> **Yapılacaklar**:
1. Sayfa alıntısına göre aşağıdaki soruları yanıtlayın:
(a) Dövizin düşmesi ve borsanın yükselmesi neye dönüşmedikçe fazla bir şey ifade etmez?
(b) Spekülatörlerin kaç milyar dolarla oynadığı söyleniyor?
(c) Döviz fiyatları düştükçe özellikle hangi ithalatın arttığı belirtiliyor?
2. Döviz ve borsa üzerine olan sayfa alıntısını son cümlesinden sonra sürdürün.

> **Sayfa alıntısı**:
Sonra da devam etti; “Çünkü” dedi “Dövizin düşmesi borsanın yükselmesi kötü değildir ama üretime ve istihdama dönüşmedikten sonra fazla bir şey ifade etmez.”
Ekonomiyi iyi bilen dostum “Borsa'da yükseliş var ama bazı spekülatörler var, 6-7 milyar dolarla oynuyorlar, onlar sayesinde borsa yükseliyor, kârlarını alınca düşüyor sonra tekrar giriyorlar yine yükseliyor. Sonuçta sıradan borsa yatırımcılarının bir kâr ettiği falan yok” diye konuştu.
Dövizin düşmesinin de üretim ve istihdama henüz yansımadığını anlatan ekonomist dostum “buna karşı döviz fiyatları düştükçe ithalat özellikle lüks ithalat da artıyor. Bu da ülke kaynaklarının dışarıya akması demek” dedi.

> **Veri satırları**:
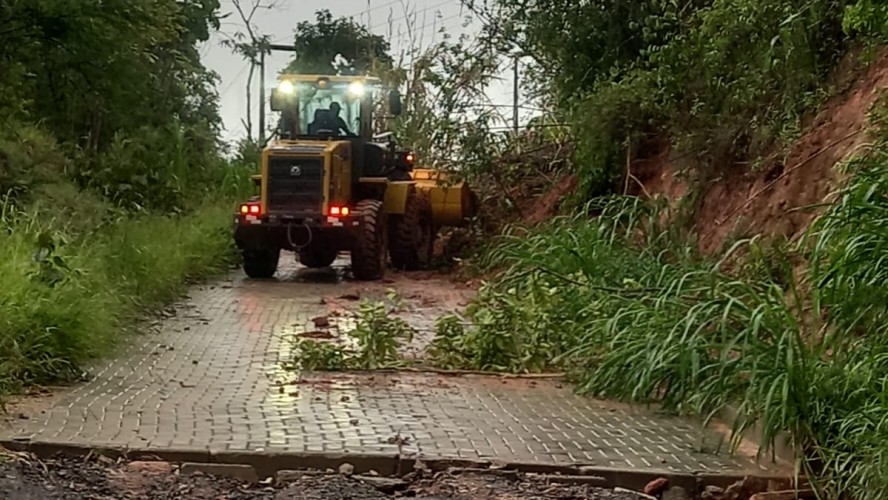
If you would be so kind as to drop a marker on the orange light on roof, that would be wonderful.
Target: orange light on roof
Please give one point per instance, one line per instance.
(251, 209)
(336, 211)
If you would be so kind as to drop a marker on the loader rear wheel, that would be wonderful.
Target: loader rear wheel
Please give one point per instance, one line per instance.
(261, 264)
(368, 253)
(411, 234)
(316, 258)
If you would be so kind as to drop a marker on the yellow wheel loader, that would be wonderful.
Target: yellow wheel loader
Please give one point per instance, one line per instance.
(328, 184)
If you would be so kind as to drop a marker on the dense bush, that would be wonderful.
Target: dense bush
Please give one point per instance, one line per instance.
(113, 190)
(66, 295)
(792, 336)
(723, 80)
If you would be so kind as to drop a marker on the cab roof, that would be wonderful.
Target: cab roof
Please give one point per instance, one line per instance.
(295, 77)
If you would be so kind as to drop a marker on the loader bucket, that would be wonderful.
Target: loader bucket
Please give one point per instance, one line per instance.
(453, 203)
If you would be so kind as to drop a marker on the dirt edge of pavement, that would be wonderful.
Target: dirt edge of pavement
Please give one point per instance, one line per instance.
(272, 464)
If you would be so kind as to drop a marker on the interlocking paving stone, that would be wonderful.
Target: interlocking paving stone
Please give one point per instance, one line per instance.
(212, 378)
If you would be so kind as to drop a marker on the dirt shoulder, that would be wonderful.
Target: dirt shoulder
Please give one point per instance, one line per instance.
(25, 478)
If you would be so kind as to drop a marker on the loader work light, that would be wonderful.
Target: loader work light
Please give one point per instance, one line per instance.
(356, 89)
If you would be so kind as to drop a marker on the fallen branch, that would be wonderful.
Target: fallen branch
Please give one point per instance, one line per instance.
(484, 373)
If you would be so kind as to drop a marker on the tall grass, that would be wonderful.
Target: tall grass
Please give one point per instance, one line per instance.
(625, 306)
(67, 295)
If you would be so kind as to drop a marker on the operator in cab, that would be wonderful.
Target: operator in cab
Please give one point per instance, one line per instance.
(329, 119)
(339, 124)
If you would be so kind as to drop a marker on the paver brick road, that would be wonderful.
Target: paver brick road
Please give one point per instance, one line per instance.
(211, 377)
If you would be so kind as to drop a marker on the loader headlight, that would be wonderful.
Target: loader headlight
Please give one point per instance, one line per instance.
(356, 89)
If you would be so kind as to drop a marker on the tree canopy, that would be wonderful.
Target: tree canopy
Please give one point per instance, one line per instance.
(338, 46)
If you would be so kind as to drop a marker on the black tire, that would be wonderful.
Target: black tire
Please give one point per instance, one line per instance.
(261, 264)
(368, 253)
(411, 235)
(317, 257)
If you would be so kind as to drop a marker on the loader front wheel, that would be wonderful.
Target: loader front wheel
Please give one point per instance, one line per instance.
(261, 264)
(368, 253)
(411, 237)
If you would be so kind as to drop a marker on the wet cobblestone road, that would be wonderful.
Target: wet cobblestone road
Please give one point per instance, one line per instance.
(211, 377)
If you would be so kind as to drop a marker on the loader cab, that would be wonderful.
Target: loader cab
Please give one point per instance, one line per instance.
(325, 107)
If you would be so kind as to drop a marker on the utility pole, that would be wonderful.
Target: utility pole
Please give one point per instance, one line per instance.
(262, 98)
(515, 97)
(272, 47)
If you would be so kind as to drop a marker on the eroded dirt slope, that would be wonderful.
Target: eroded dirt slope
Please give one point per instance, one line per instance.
(781, 198)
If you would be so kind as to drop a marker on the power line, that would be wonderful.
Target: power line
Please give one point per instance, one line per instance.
(234, 80)
(405, 16)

> **Yanıtlar**:
1.
(a) Üretime ve istihdama.
(b) 6-7 milyar dolarla.
(c) Lüks ithalatın.

2.
Ekonomist dostum “Ancak” diyerek şöyle sürdürdü; “İktidar bu spekülatif rakamları büyük başarı gibi sunabilir. Hakimiyet ellerinde olduğu için bu konuları hiç bilmeyenler her şeyin iyi gittiğini sanabilir. Ayrıca 19 milyon kişinin yardımla ayakta durduğu bir ülkede doların 10 lira olması da bir lira olması da pek fark etmez, onun hayatı her durumda hep aynıdır, bu nedenle söylenen her şeye inanacaktır.”
Sohbetimizin sonunda ekranda Erdoğan'ın MÜSİAD konuşmasına kulak misafiri olduk. Erdoğan döviz ve borsayı anlattıktan sonra beyaz eşya satışlarındaki artışa getirdi sözü.
Ekonomist dostum “Bak bu önemli işte, beyaz eşya satışları elbette arttı. Çünkü KDV'yi kaldırdılar, beyaz eşya firmaları stoklarını eritiyor, önemli olan stokları iç piyasada eritmek değil, daha fazla üretim yaparak dışarıya satmak, bu oluyor mu onu anlatmalı Cumhurbaşkanı” diye noktaladı.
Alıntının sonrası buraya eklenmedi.